Supplied records:
※ ※ ※
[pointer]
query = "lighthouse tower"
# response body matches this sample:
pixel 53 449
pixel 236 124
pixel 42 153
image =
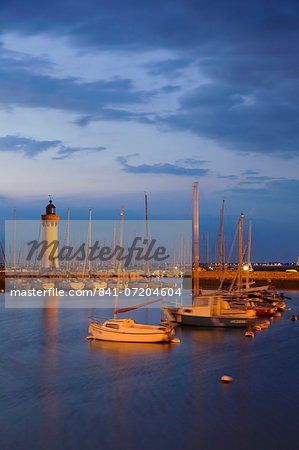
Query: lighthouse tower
pixel 50 222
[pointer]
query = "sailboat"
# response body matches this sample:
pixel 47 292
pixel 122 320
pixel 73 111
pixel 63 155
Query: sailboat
pixel 127 330
pixel 210 311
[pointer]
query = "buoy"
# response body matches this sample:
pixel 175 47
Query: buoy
pixel 265 322
pixel 249 334
pixel 226 379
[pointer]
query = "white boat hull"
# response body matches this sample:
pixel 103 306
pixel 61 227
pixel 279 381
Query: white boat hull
pixel 131 333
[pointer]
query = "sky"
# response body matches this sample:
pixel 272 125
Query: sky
pixel 101 101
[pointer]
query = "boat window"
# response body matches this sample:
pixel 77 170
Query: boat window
pixel 112 325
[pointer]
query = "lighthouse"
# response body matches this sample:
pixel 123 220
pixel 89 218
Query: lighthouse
pixel 50 222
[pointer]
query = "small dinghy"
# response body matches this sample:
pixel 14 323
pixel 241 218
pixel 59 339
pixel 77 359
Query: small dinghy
pixel 127 330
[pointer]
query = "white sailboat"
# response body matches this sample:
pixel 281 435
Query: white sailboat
pixel 127 330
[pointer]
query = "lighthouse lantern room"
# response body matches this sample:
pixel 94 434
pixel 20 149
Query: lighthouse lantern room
pixel 50 222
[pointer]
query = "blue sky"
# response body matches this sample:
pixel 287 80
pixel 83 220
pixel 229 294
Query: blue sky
pixel 100 101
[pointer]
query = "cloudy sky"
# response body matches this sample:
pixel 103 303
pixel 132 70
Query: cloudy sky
pixel 102 100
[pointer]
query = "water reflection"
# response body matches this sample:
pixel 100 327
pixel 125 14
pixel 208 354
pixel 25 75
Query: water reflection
pixel 128 348
pixel 50 400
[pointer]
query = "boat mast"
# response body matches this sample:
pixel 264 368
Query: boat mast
pixel 68 235
pixel 122 214
pixel 248 255
pixel 221 237
pixel 14 237
pixel 89 239
pixel 240 252
pixel 195 226
pixel 147 231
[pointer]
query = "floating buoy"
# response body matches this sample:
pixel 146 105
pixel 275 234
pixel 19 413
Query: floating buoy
pixel 226 379
pixel 265 322
pixel 249 334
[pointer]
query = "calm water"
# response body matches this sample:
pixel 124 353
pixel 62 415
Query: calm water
pixel 60 391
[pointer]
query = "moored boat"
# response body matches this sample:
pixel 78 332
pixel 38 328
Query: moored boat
pixel 210 311
pixel 127 330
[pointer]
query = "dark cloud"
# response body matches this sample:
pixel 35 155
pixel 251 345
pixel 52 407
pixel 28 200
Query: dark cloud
pixel 228 177
pixel 161 168
pixel 28 146
pixel 249 172
pixel 170 68
pixel 65 152
pixel 31 147
pixel 246 51
pixel 191 161
pixel 21 85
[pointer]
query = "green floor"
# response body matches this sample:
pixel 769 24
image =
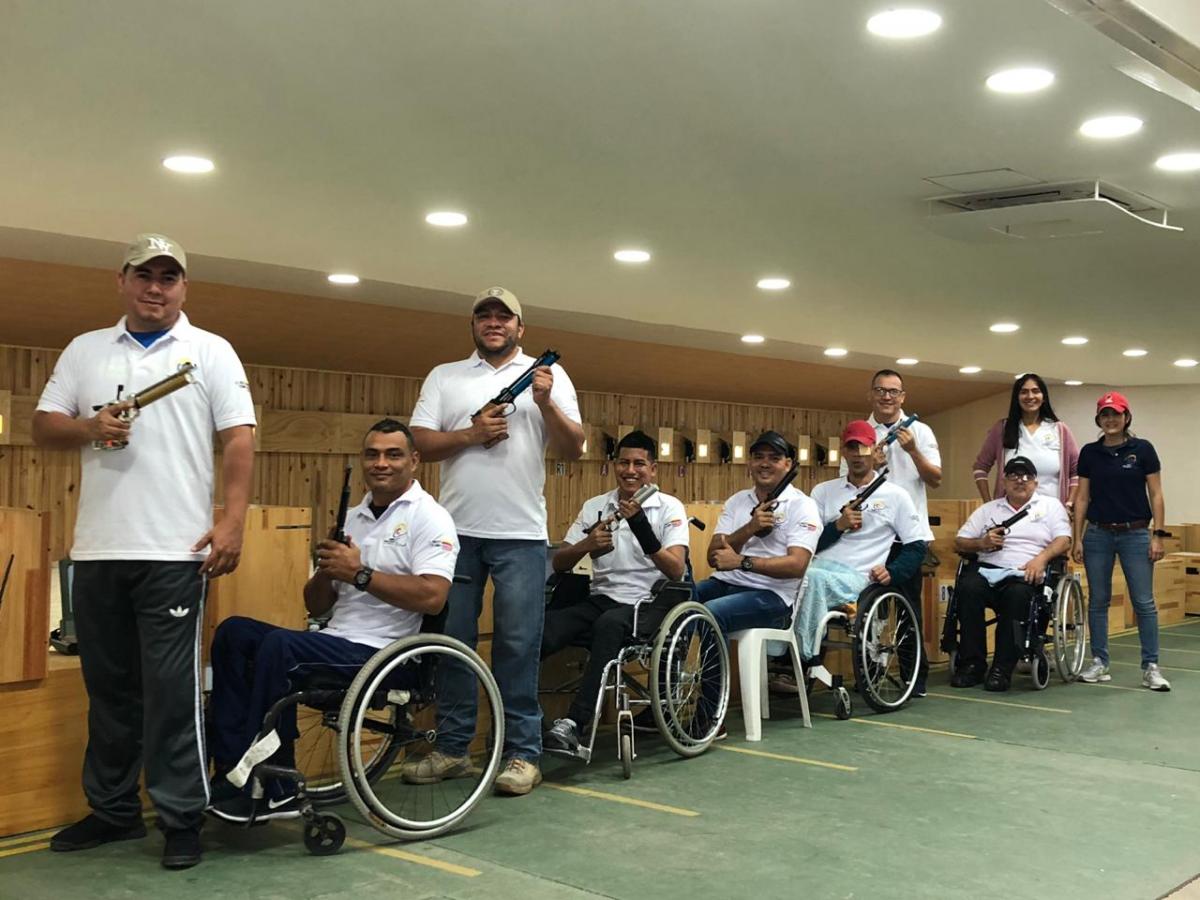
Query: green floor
pixel 1078 791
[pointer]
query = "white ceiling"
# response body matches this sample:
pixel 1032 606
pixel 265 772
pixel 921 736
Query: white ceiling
pixel 732 139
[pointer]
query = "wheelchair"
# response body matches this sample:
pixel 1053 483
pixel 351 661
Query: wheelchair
pixel 685 666
pixel 880 629
pixel 1055 617
pixel 355 733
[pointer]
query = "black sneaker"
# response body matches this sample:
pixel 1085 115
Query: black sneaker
pixel 93 831
pixel 183 847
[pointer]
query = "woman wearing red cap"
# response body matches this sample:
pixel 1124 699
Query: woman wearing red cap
pixel 1033 431
pixel 1120 495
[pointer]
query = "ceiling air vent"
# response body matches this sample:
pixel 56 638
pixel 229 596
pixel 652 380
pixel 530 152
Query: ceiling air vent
pixel 1074 209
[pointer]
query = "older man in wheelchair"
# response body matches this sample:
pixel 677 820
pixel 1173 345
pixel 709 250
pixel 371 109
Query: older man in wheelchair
pixel 633 546
pixel 1008 545
pixel 395 567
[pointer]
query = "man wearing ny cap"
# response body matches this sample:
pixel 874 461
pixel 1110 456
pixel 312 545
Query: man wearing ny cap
pixel 145 544
pixel 913 462
pixel 853 551
pixel 492 477
pixel 757 577
pixel 1008 569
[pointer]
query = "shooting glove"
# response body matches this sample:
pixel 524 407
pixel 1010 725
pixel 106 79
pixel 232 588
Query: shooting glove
pixel 643 531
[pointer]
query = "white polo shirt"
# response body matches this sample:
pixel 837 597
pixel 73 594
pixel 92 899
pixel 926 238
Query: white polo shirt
pixel 154 498
pixel 497 492
pixel 888 516
pixel 903 471
pixel 413 537
pixel 627 574
pixel 1045 522
pixel 797 525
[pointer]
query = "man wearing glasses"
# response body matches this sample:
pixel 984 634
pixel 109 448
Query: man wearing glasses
pixel 1011 564
pixel 913 462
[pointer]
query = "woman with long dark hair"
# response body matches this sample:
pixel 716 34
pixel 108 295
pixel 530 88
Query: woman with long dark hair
pixel 1031 430
pixel 1120 496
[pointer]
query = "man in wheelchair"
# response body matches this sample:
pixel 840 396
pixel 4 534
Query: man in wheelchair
pixel 631 546
pixel 857 539
pixel 395 567
pixel 1008 569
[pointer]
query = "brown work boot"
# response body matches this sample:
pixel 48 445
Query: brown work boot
pixel 520 777
pixel 433 768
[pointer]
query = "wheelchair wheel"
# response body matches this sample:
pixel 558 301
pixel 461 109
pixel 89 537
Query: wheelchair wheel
pixel 317 750
pixel 1069 629
pixel 887 649
pixel 390 804
pixel 689 678
pixel 1039 670
pixel 845 707
pixel 324 835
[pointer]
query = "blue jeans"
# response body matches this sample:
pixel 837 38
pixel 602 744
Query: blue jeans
pixel 1101 550
pixel 519 605
pixel 737 609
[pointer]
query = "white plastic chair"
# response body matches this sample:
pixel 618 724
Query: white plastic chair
pixel 753 670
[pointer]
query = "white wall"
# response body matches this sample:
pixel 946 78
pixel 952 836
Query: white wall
pixel 1167 415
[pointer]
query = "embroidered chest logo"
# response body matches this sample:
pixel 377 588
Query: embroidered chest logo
pixel 399 534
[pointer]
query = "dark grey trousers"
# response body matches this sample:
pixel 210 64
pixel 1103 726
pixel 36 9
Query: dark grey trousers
pixel 139 642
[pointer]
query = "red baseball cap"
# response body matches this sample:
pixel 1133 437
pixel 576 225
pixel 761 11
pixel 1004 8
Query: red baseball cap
pixel 1113 401
pixel 859 431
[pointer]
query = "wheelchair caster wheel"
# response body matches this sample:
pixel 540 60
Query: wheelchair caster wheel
pixel 324 834
pixel 844 707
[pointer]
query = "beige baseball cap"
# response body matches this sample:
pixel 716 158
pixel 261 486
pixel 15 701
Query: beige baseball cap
pixel 503 295
pixel 148 246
※ ※ ※
Return all the entries word for word, but omit any pictures they contain.

[pointer]
query = "lighthouse tower"
# response body matches this sample:
pixel 53 449
pixel 236 124
pixel 42 153
image =
Query: lighthouse tower
pixel 50 222
[pointer]
query = "sailboat"
# response body matches this sample:
pixel 47 292
pixel 122 320
pixel 73 111
pixel 63 155
Query: sailboat
pixel 127 330
pixel 210 311
[pointer]
query = "buoy"
# response body matches this sample:
pixel 175 47
Query: buoy
pixel 265 322
pixel 249 334
pixel 226 379
[pointer]
query = "white boat hull"
# response body matches this sample:
pixel 103 306
pixel 61 227
pixel 279 381
Query: white boat hull
pixel 131 333
[pointer]
query = "sky"
# response body matches this sample:
pixel 272 125
Query: sky
pixel 101 101
[pointer]
query = "boat window"
# response body matches this sample:
pixel 77 170
Query: boat window
pixel 112 325
[pointer]
query = "lighthouse"
# response body matches this sample:
pixel 123 220
pixel 89 218
Query: lighthouse
pixel 50 222
[pointer]
query = "small dinghy"
# response body matches this sample:
pixel 14 323
pixel 241 218
pixel 59 339
pixel 77 359
Query: small dinghy
pixel 127 330
[pointer]
query = "white sailboat"
# response body matches this sample:
pixel 281 435
Query: white sailboat
pixel 127 330
[pointer]
query = "lighthouse lantern room"
# response body matches this sample:
pixel 94 434
pixel 20 149
Query: lighthouse lantern room
pixel 50 222
[pointer]
query = "blue sky"
# response body matches this sample:
pixel 287 80
pixel 83 220
pixel 229 294
Query: blue sky
pixel 100 101
[pointer]
query = "cloudy sky"
# response body matches this sample:
pixel 103 303
pixel 132 70
Query: cloudy sky
pixel 102 100
[pointer]
query = "water reflection"
# response body matches this sample:
pixel 100 327
pixel 125 14
pixel 208 354
pixel 25 75
Query: water reflection
pixel 128 348
pixel 50 400
[pointer]
query = "boat mast"
# response body matches this sample:
pixel 264 368
Query: boat mast
pixel 68 235
pixel 122 214
pixel 248 255
pixel 221 237
pixel 14 237
pixel 89 239
pixel 240 252
pixel 195 226
pixel 147 231
[pointer]
query = "floating buoy"
# response body matches this sample:
pixel 146 105
pixel 275 234
pixel 19 413
Query: floating buoy
pixel 226 379
pixel 265 322
pixel 249 334
[pointer]
query = "calm water"
# response body matches this sample:
pixel 124 353
pixel 62 415
Query: calm water
pixel 60 391
[pointer]
query = "moored boat"
# response body matches this sample:
pixel 78 332
pixel 38 328
Query: moored boat
pixel 210 311
pixel 127 330
[pointer]
query = "dark cloud"
# response body matches this sample:
pixel 35 155
pixel 251 345
pixel 52 407
pixel 28 200
Query: dark cloud
pixel 228 177
pixel 161 168
pixel 28 146
pixel 249 172
pixel 170 68
pixel 65 152
pixel 31 147
pixel 246 51
pixel 191 161
pixel 21 85
[pointer]
query = "green floor"
# response body matches this sample:
pixel 769 24
image =
Query: green floor
pixel 1078 791
[pointer]
query = "white ceiling"
# response body matches this sample:
pixel 1032 606
pixel 265 772
pixel 921 736
Query: white ceiling
pixel 732 139
[pointer]
query = "wheelchair"
# response body matches this sample:
pixel 1053 483
pixel 351 661
Query: wheelchair
pixel 685 666
pixel 880 629
pixel 1055 617
pixel 355 733
[pointer]
query = "black sneaker"
# response body matches this sample:
pixel 1085 115
Query: black sneaker
pixel 93 831
pixel 183 847
[pointer]
query = "woman wearing red cap"
# response body matches this sample:
pixel 1124 699
Query: woman wearing red cap
pixel 1033 431
pixel 1120 495
[pointer]
query = "ceiling air vent"
# response body matches this sample:
pixel 56 638
pixel 229 596
pixel 652 380
pixel 530 152
Query: ceiling air vent
pixel 1074 209
[pointer]
query = "older man in wheelchair"
# response body matches this sample:
pixel 677 820
pixel 1173 345
pixel 709 250
pixel 371 109
Query: older man in wheelchair
pixel 633 546
pixel 1008 545
pixel 395 567
[pointer]
query = "man wearing ny cap"
# response body matches this sample:
pixel 874 461
pixel 1110 456
pixel 312 545
Query: man wearing ny cap
pixel 145 544
pixel 913 462
pixel 853 551
pixel 492 477
pixel 757 577
pixel 1008 569
[pointer]
query = "shooting glove"
# response body matches this sample:
pixel 524 407
pixel 1010 725
pixel 106 79
pixel 232 588
Query: shooting glove
pixel 643 531
[pointer]
query = "white polo shirt"
# response body matches this sample:
pixel 837 597
pixel 73 594
pixel 92 899
pixel 926 238
Query: white polo shirt
pixel 154 498
pixel 497 492
pixel 888 516
pixel 903 471
pixel 413 537
pixel 627 574
pixel 1045 522
pixel 797 525
[pointer]
query = "man wearing glasses"
# response body matches this sample:
pixel 984 634
pixel 109 448
Query: man wearing glasses
pixel 1011 564
pixel 913 462
[pointer]
query = "woman with long dark hair"
# response body matches this sample:
pixel 716 34
pixel 108 295
pixel 530 88
Query: woman with long dark hair
pixel 1031 430
pixel 1120 496
[pointer]
query = "man in wheelchair"
# response body matches this sample:
pixel 840 396
pixel 4 534
Query: man in wheelchair
pixel 631 546
pixel 857 539
pixel 395 567
pixel 1008 569
[pointer]
query = "brown work boot"
# response body matches this sample:
pixel 48 445
Query: brown work boot
pixel 520 777
pixel 433 768
[pointer]
query = "wheelchair wheel"
# response body matches this sample:
pixel 558 301
pixel 461 109
pixel 89 537
Query: wheelchair wheel
pixel 317 750
pixel 1069 629
pixel 887 649
pixel 390 804
pixel 689 678
pixel 1039 670
pixel 845 707
pixel 324 835
[pointer]
query = "blue jeans"
# response body matches this sample:
pixel 837 38
pixel 602 744
Query: blue jeans
pixel 1101 550
pixel 519 605
pixel 737 609
[pointer]
query = "white plastic chair"
# response body matches this sample:
pixel 618 724
Query: white plastic chair
pixel 753 670
[pointer]
query = "white wall"
# response body matches this sample:
pixel 946 78
pixel 952 836
Query: white wall
pixel 1167 415
[pointer]
query = "embroidered chest logo"
# response body matches this sample:
pixel 377 588
Query: embroidered chest logo
pixel 399 534
[pointer]
query = "dark grey trousers"
# response body matches this sample:
pixel 210 64
pixel 1103 726
pixel 36 9
Query: dark grey trousers
pixel 139 642
[pointer]
query = "red baseball cap"
# response body matches this sample:
pixel 1133 437
pixel 576 225
pixel 761 11
pixel 1004 8
Query: red baseball cap
pixel 1113 401
pixel 859 431
[pointer]
query = "wheelchair caster wheel"
# response body matches this sample:
pixel 540 60
Query: wheelchair caster wheel
pixel 324 834
pixel 844 707
[pointer]
query = "beige baseball cap"
# response body matches this sample:
pixel 716 158
pixel 261 486
pixel 15 701
Query: beige baseball cap
pixel 503 295
pixel 148 246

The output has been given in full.